■ DIRECTIVES
(a) Summarize the forum thread on window flashing over tar paper in two sentences.
(b) Pick up the forum thread on window flashing over tar paper where it stops and continue it.

■ DOCUMENT EXCERPT
--- start ---
# window flashing over tar paper



## olsonjh (Sep 10, 2012)

I recently had to remove an entire bay window.....or rather bay room as it starts at the floor and runs the entire length of the wall to the ceiling..extends about 3 feet off the house and aprox. 12 feet wide at the house....due to extreme rotting....I completly reframed and sheathed the entire thing.....I didn't think I wanted to buy an entire roll of house wrap to due a fairly small section of house so I just tar papered the walls...I am installing three separate windows and my question is if the adhesive window flashing will stick to the tar paper and if I can use the same method to flash the Windows as if i had used house wrap instead......thanks for any input in advance


----------



## Windows on Wash (Aug 30, 2011)

Theoretically that is correct but in the retrofit applications I prefer sticking it to the substrate where it can really hold on to something that it can bite into.


----------



## olsonjh (Sep 10, 2012)
--- end ---
■ GIVEN DATA
--- start ---
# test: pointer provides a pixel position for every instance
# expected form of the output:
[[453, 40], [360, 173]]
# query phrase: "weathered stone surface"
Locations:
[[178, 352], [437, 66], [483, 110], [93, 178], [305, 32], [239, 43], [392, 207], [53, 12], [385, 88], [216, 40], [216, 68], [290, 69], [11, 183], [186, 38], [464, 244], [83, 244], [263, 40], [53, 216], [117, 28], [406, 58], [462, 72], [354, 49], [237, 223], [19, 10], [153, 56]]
--- end ---
■ WRITTEN RESPONSES
(a) After reframing and sheathing a rotted floor-to-ceiling bay section and covering it with tar paper rather than buying a full roll of house wrap, the original poster asks whether adhesive window flashing will stick to tar paper for the three new windows and whether the same flashing method as with house wrap applies. A reply says that this is theoretically correct, but in retrofit jobs the responder prefers to stick the flashing to the substrate, where it can really bite in.

(b)
Ok.....well my next question is if you place it under the moisture/weather barrier ( minus the top of the window of course) doesn't that defeat the purpose as moisture will still run under the tar paper and rot out the wall


----------



## Gary in WA (Mar 11, 2009)

I agree (with Window's post); http://www.buildingscience.com/docu...od-frame-wall/?topic=/doctypes/researchreport
If a weather-side, add another layer of paper with joints/laps staggered, if it rains much there.
Head flashing; http://www.buildingscience.com/docu...penings/files/bscinfo_302_window_flashing.pdf

Gary
P.S. Welcome to the forums!


----------



## olsonjh (Sep 10, 2012)

If there is a different method could you please explain.....


----------



## olsonjh (Sep 10, 2012)

Ill check out your link....


----------



## HomeSealed (Jan 3, 2008)

olsonjh said:


> Ok.....well my next question is if you place it under the moisture/weather barrier ( minus the top of the window of course) doesn't that defeat the purpose as moisture will still run under the tar paper and rot out the wall


No. The idea is to have everything lapped properly. The inner most layer of any material should be overlapped by each subsequent layer above it. By putting the flashing tape under the tar paper/wrb, any moisture that did runs down the wrb will not get in past that flashing tape. If you had the tape on top the wrb, the water has a clear path to get into the opening should the adhesive ever fail. That would be akin to attaching metal flashing to the exterior of the siding... and incidentally, I have seen that done before.:laughing:


----------



## olsonjh (Sep 10, 2012)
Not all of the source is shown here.